INPUT FOR THIS TASK:
-- Opening Marker --

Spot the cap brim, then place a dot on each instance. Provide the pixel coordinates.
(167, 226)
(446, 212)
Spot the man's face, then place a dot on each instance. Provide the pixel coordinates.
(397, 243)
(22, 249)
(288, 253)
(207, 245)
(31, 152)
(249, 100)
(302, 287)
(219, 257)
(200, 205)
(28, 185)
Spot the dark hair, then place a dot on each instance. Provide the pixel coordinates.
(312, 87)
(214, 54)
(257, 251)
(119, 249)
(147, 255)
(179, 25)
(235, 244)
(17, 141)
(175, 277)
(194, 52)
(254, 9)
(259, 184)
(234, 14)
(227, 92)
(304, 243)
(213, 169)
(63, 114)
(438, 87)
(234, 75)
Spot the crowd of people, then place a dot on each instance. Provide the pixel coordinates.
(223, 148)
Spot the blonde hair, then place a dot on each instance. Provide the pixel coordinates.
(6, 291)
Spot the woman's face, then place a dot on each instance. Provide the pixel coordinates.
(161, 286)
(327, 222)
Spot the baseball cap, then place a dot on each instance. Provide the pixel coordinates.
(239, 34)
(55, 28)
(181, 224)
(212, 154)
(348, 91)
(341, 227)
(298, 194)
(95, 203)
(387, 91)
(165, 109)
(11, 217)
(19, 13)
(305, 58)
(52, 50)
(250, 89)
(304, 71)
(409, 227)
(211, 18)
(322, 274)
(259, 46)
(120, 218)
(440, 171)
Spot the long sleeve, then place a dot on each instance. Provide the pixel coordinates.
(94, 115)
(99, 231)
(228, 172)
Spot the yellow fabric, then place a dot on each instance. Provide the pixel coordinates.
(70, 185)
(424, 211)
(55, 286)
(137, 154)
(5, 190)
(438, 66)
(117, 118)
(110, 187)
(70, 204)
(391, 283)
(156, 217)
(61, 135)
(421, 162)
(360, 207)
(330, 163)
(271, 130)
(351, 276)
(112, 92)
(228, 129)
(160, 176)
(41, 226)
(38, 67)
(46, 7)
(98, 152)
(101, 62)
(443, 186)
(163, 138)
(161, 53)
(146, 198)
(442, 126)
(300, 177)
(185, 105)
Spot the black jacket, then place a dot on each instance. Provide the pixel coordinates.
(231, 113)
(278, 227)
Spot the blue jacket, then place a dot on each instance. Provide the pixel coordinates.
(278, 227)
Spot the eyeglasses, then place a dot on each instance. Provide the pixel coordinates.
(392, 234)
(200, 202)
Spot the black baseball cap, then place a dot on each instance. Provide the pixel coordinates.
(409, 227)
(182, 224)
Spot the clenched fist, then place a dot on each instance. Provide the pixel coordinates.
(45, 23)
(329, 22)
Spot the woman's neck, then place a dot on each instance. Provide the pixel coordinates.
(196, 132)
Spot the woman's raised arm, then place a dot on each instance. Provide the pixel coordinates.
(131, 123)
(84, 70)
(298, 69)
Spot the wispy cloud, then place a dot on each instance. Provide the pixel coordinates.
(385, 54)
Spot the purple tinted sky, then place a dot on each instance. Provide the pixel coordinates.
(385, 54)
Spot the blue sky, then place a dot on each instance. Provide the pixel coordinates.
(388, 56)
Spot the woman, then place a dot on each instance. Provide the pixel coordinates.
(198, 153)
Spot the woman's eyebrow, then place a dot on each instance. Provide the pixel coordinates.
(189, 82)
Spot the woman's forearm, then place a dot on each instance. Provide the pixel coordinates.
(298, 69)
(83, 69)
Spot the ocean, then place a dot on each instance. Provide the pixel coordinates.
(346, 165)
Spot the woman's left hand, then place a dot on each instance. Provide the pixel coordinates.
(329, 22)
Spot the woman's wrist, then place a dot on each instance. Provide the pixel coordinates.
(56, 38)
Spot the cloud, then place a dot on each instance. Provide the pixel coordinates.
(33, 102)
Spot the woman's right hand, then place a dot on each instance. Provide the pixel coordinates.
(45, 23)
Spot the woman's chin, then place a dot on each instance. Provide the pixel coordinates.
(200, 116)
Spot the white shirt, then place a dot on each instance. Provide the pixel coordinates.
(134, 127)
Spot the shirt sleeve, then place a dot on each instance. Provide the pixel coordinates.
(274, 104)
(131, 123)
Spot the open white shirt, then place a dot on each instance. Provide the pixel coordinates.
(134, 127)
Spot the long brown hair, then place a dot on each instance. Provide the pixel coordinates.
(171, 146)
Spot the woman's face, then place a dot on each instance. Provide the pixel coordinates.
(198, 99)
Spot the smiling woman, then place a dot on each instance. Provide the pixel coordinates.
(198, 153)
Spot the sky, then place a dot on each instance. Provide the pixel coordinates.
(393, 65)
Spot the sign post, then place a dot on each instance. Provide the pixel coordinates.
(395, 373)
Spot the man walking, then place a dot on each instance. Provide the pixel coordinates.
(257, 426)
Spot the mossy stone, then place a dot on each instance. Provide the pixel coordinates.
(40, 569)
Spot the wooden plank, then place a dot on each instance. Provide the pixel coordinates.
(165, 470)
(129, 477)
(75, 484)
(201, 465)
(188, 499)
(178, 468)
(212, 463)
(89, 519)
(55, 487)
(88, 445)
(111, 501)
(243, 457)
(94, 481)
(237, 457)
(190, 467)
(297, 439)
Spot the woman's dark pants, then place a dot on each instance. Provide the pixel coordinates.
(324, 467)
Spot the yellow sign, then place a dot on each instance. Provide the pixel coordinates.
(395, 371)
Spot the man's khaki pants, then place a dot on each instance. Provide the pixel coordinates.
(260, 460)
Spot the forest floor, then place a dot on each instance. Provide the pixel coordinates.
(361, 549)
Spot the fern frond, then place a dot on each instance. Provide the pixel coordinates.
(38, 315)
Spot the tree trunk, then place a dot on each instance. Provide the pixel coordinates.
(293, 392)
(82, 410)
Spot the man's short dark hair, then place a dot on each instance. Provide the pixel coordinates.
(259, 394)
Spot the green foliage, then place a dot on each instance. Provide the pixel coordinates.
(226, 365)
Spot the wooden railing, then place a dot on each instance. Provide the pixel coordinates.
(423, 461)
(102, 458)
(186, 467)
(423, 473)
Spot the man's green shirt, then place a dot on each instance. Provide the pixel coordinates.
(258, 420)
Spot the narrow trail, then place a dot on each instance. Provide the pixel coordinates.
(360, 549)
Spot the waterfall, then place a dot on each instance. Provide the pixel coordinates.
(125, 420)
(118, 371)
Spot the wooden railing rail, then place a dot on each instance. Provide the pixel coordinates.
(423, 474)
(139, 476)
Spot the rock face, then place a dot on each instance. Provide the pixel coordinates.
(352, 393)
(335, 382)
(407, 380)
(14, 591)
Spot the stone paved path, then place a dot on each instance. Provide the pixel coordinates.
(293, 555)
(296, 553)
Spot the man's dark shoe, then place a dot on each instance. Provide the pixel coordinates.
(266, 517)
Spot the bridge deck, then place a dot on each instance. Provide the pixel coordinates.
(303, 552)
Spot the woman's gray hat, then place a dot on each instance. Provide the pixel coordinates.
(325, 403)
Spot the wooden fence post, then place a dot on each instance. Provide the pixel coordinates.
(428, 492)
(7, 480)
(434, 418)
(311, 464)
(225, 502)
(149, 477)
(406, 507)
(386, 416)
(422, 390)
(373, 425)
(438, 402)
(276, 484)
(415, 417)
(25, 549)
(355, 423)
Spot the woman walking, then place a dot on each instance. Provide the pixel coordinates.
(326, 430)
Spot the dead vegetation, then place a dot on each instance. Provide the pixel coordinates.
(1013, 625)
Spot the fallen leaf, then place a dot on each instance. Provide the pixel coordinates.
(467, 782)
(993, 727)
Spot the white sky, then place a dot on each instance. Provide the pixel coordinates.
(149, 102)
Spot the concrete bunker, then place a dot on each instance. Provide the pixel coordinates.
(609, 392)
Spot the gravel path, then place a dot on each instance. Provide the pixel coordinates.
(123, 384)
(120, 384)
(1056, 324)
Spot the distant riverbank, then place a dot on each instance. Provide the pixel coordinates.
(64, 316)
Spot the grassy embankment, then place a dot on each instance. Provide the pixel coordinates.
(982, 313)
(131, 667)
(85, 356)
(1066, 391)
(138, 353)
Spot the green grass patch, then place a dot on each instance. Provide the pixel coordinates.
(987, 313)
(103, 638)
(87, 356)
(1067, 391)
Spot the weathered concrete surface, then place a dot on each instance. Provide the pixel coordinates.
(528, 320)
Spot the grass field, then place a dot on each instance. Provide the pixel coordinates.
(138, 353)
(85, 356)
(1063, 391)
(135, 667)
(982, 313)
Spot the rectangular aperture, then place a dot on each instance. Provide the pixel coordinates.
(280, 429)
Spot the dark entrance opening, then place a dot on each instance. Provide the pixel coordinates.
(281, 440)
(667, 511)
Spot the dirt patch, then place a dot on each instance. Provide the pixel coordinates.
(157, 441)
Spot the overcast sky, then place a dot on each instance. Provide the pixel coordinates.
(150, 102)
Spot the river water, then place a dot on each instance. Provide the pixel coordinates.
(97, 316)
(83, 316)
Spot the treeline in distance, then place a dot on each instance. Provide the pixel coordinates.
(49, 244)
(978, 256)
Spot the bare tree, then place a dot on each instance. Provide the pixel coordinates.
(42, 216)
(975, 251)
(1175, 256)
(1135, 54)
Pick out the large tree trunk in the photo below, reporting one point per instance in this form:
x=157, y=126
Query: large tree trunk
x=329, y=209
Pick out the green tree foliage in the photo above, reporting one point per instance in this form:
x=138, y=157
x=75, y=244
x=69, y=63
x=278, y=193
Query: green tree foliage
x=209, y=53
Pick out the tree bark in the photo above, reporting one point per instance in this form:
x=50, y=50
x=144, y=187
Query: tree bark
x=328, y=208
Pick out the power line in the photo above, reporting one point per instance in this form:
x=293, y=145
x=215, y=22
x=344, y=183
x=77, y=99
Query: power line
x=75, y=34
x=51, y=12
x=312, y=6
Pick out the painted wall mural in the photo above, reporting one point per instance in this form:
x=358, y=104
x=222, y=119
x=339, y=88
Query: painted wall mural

-- Closing Marker --

WORK REQUEST: Please transcribe exactly the line containing "x=144, y=187" and every line after it through the end of the records, and nothing else.

WORKED SOLUTION:
x=144, y=187
Query: tree bark
x=328, y=208
Pick out the power line in the photo above, reporting one point per instance in this form:
x=293, y=145
x=215, y=22
x=344, y=183
x=77, y=99
Query: power line
x=75, y=34
x=51, y=12
x=312, y=6
Pick out the painted wall mural in the photo above, reporting one point per instance in this form:
x=358, y=104
x=222, y=119
x=339, y=88
Query: painted wall mural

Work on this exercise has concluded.